These days, aside from the inadequately illuminated exteriors of nightclubs and bars, the ever-diminishing socio-economic group known as of smokers can mostly be found loitering outside hospitals and college campuses, or just about anywhere at all during the very early hours of the morning. I mention this observation, not because I begrudge or wish to prohibit people's pleasure in tobacco, but because at the moment I happen to spend a great deal of my time outside hospitals and college campuses during the very early hours of the morning, so I'm in a good position to know.
The smokers huddle around concrete, institutional ashtrays like vagrants around a makeshift brazier. Occasionally they embark upon random circumnavigations of the paving slabs, or make brief spitting expeditions to the edge of the sidewalk, trailing ephemeral jet-streams of nicotine in their wake. They glower down the street at nothing in particular, then return to the communal hearth to discuss the daily injustices encountered by their kind.

WHAT TO WORK ON:
Reproduce the passage about smokers word for word, starting with "These days, aside" and going on through "position to know.".

EXTRACTED INFORMATION:

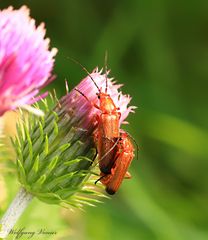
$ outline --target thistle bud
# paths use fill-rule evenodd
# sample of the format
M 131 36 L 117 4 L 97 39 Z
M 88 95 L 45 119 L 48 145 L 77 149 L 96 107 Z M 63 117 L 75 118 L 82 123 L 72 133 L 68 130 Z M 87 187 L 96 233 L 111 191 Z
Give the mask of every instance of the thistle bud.
M 90 77 L 99 88 L 104 88 L 106 79 L 101 72 L 96 69 Z M 72 90 L 56 102 L 52 111 L 44 100 L 45 116 L 37 119 L 22 114 L 22 122 L 17 127 L 14 146 L 19 181 L 27 192 L 44 202 L 81 207 L 88 200 L 97 201 L 88 198 L 88 193 L 101 195 L 88 185 L 95 165 L 93 131 L 99 113 L 93 105 L 98 104 L 97 89 L 90 77 L 77 86 L 88 100 Z M 119 93 L 120 86 L 111 79 L 108 82 L 109 94 L 120 107 L 124 120 L 133 111 L 133 107 L 127 107 L 130 97 Z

SOLUTION FOR THIS EXERCISE:
These days, aside from the inadequately illuminated exteriors of nightclubs and bars, the ever-diminishing socio-economic group known as of smokers can mostly be found loitering outside hospitals and college campuses, or just about anywhere at all during the very early hours of the morning. I mention this observation, not because I begrudge or wish to prohibit people's pleasure in tobacco, but because at the moment I happen to spend a great deal of my time outside hospitals and college campuses during the very early hours of the morning, so I'm in a good position to know.